#### Challenge
What do the lines say from the one containing "mark: the white house" to the end of the records? Restate them word for word, and only those.

━━━ Exercise materials ━━━

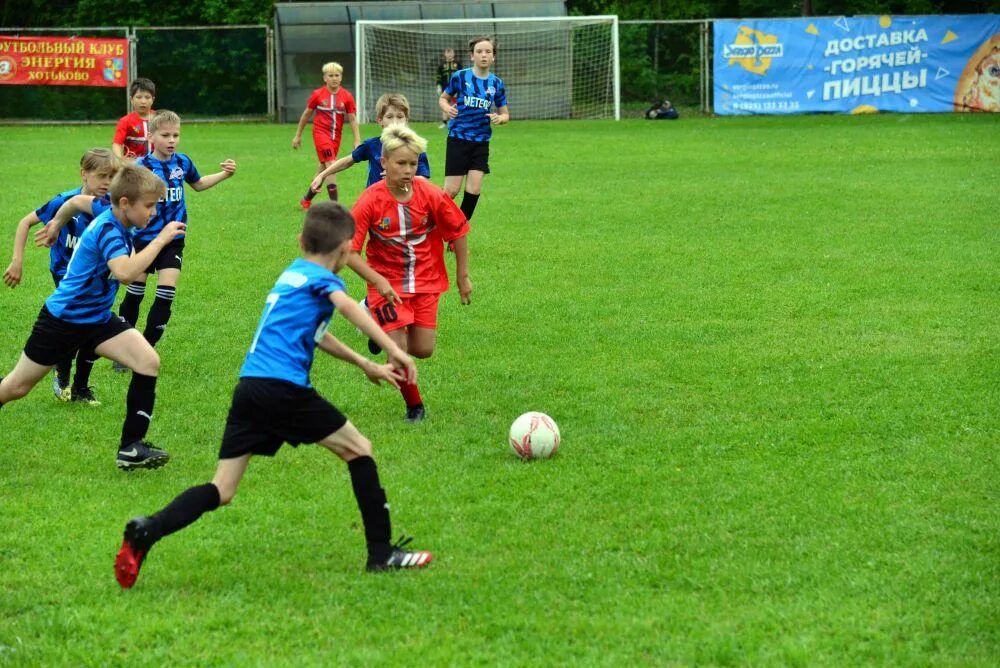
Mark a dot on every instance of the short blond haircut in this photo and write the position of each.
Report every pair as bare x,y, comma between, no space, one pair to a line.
483,38
398,136
100,161
133,182
163,117
397,100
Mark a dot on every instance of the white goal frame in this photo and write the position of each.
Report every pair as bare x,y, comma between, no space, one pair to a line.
365,105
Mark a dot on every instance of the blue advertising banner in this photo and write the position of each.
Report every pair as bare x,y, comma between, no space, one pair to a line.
857,64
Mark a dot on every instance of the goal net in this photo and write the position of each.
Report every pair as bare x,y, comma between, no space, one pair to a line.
553,67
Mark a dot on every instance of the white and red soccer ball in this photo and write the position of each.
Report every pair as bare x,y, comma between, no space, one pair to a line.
534,435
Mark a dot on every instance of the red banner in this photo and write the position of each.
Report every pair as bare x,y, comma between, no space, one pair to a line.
64,61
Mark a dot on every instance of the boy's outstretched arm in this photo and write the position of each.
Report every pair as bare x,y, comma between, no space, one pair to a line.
376,372
48,235
358,317
12,276
297,139
462,269
206,182
127,268
502,116
355,128
339,165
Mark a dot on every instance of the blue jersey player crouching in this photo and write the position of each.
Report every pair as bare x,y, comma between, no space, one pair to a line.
97,167
175,169
476,92
78,314
274,401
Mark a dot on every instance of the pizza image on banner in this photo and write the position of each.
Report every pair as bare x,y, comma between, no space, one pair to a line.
978,86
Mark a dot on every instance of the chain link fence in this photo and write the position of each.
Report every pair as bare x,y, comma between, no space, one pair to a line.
219,72
665,60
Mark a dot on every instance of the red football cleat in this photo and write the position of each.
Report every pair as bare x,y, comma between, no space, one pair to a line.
135,546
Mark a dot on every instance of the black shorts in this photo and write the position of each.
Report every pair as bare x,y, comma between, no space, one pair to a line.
170,257
463,156
52,340
266,413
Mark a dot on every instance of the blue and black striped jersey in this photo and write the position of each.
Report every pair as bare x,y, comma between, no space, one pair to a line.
175,172
87,291
69,235
474,97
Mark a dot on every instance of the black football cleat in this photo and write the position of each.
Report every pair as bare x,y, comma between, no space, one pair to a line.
138,538
84,395
60,388
400,559
416,413
141,455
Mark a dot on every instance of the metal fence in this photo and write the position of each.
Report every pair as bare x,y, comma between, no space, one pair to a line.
200,72
229,72
665,60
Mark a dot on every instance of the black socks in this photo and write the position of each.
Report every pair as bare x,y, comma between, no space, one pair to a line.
129,308
138,408
159,314
373,506
469,202
186,509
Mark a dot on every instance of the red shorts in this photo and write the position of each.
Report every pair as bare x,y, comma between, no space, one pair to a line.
326,148
419,310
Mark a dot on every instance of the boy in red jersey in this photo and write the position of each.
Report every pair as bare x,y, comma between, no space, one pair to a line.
132,134
407,220
332,103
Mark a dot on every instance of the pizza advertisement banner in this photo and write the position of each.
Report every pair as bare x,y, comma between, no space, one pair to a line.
64,61
857,64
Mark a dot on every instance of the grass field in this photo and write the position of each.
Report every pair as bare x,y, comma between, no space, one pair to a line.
772,345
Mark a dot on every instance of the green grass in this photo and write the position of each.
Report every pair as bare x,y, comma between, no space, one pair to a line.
771,345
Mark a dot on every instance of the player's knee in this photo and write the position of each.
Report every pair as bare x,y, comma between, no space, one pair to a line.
226,493
149,364
421,351
360,446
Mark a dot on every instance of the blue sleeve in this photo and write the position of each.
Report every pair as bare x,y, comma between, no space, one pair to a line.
47,211
99,206
362,153
191,174
324,285
454,85
500,99
111,244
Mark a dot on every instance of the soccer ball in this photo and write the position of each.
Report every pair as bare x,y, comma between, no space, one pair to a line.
534,436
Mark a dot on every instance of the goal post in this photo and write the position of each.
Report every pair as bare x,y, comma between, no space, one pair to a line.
557,67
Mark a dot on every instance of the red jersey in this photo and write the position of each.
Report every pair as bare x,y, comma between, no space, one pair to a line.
406,241
330,110
133,134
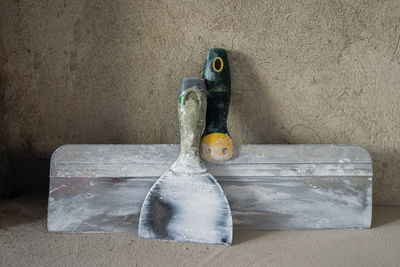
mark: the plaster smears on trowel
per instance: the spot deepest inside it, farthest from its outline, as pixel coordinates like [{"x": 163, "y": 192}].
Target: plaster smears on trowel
[
  {"x": 186, "y": 203},
  {"x": 216, "y": 143}
]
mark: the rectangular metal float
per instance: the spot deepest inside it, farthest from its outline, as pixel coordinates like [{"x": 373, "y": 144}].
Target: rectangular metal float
[{"x": 100, "y": 188}]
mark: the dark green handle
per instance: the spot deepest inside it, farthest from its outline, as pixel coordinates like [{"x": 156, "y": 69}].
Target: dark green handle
[{"x": 217, "y": 76}]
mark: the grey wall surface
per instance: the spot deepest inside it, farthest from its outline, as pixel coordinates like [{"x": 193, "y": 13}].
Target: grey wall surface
[{"x": 108, "y": 72}]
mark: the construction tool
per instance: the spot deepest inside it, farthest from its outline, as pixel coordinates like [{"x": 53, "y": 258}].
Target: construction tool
[
  {"x": 216, "y": 143},
  {"x": 186, "y": 203},
  {"x": 101, "y": 188}
]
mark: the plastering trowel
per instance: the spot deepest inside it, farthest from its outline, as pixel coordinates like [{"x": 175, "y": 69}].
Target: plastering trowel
[
  {"x": 216, "y": 143},
  {"x": 186, "y": 203}
]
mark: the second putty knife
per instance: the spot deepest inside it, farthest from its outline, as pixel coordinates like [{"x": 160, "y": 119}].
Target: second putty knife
[
  {"x": 186, "y": 203},
  {"x": 216, "y": 143}
]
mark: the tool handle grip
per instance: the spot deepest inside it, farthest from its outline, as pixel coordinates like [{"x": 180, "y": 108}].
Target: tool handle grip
[{"x": 192, "y": 105}]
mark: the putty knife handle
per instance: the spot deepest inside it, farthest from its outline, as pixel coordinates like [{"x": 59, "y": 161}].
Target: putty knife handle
[{"x": 192, "y": 105}]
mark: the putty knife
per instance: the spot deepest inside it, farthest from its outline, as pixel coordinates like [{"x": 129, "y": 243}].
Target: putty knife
[
  {"x": 186, "y": 203},
  {"x": 216, "y": 143}
]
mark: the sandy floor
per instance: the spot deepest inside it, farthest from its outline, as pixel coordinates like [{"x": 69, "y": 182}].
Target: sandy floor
[{"x": 24, "y": 241}]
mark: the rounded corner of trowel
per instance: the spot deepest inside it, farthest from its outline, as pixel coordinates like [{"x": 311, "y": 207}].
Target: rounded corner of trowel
[{"x": 58, "y": 150}]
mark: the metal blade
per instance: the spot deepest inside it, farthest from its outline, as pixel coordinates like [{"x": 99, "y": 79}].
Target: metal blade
[{"x": 187, "y": 208}]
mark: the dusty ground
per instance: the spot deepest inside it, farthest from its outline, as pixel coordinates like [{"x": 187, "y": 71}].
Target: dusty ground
[
  {"x": 303, "y": 71},
  {"x": 24, "y": 241}
]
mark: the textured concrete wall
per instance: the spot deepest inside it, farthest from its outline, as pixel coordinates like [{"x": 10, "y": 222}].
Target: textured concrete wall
[{"x": 108, "y": 72}]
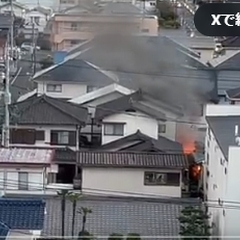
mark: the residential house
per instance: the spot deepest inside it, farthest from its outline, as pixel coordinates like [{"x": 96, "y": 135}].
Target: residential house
[
  {"x": 21, "y": 218},
  {"x": 44, "y": 122},
  {"x": 25, "y": 171},
  {"x": 68, "y": 29},
  {"x": 18, "y": 9},
  {"x": 133, "y": 174},
  {"x": 39, "y": 17},
  {"x": 221, "y": 168},
  {"x": 120, "y": 215},
  {"x": 70, "y": 78},
  {"x": 126, "y": 115}
]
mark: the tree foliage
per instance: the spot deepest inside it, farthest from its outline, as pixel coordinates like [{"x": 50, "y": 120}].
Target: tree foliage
[{"x": 194, "y": 224}]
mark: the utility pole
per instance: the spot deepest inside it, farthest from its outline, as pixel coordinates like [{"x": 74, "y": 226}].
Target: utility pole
[{"x": 7, "y": 97}]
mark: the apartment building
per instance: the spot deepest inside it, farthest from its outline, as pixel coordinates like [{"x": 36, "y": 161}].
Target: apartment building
[{"x": 73, "y": 27}]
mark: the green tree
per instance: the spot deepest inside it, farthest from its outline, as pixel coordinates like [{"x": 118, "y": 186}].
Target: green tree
[
  {"x": 74, "y": 198},
  {"x": 194, "y": 224},
  {"x": 115, "y": 236},
  {"x": 84, "y": 212},
  {"x": 133, "y": 236},
  {"x": 63, "y": 195}
]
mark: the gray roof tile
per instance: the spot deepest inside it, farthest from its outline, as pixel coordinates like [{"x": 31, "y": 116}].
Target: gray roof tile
[
  {"x": 49, "y": 111},
  {"x": 223, "y": 128},
  {"x": 133, "y": 160},
  {"x": 108, "y": 216}
]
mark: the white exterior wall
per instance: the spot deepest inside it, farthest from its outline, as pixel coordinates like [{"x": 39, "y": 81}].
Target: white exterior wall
[
  {"x": 42, "y": 22},
  {"x": 133, "y": 122},
  {"x": 124, "y": 182},
  {"x": 37, "y": 178},
  {"x": 19, "y": 12},
  {"x": 69, "y": 90},
  {"x": 47, "y": 129}
]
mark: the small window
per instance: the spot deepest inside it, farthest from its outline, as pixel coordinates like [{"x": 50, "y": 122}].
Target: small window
[
  {"x": 63, "y": 137},
  {"x": 54, "y": 88},
  {"x": 158, "y": 178},
  {"x": 23, "y": 180},
  {"x": 74, "y": 26},
  {"x": 40, "y": 135},
  {"x": 115, "y": 129},
  {"x": 162, "y": 128}
]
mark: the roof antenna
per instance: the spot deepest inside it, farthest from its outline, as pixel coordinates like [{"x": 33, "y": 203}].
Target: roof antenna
[{"x": 237, "y": 138}]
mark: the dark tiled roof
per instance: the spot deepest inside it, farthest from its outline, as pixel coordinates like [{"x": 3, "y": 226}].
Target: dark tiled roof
[
  {"x": 5, "y": 21},
  {"x": 4, "y": 230},
  {"x": 139, "y": 142},
  {"x": 74, "y": 70},
  {"x": 125, "y": 103},
  {"x": 40, "y": 110},
  {"x": 118, "y": 216},
  {"x": 231, "y": 42},
  {"x": 233, "y": 93},
  {"x": 65, "y": 155},
  {"x": 22, "y": 214},
  {"x": 223, "y": 128},
  {"x": 134, "y": 160}
]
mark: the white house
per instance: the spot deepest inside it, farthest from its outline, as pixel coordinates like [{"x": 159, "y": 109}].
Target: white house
[
  {"x": 70, "y": 77},
  {"x": 222, "y": 152},
  {"x": 18, "y": 9},
  {"x": 39, "y": 17},
  {"x": 132, "y": 174},
  {"x": 128, "y": 114},
  {"x": 25, "y": 170}
]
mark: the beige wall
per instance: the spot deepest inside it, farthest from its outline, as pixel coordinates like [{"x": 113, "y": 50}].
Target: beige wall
[{"x": 86, "y": 26}]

━━━

#### Right answer
mark: the white house
per instance: the spot deepest inside it, farthest from its outline, as pixel coordinates like [{"x": 159, "y": 109}].
Target: white house
[
  {"x": 70, "y": 77},
  {"x": 222, "y": 152},
  {"x": 18, "y": 9},
  {"x": 39, "y": 17},
  {"x": 132, "y": 174},
  {"x": 128, "y": 114},
  {"x": 25, "y": 170}
]
mark: the beige wall
per instance: the spot deepest inside it, farthest from its outline, as pixel coordinates like [{"x": 113, "y": 50}].
Target: beige wall
[{"x": 86, "y": 26}]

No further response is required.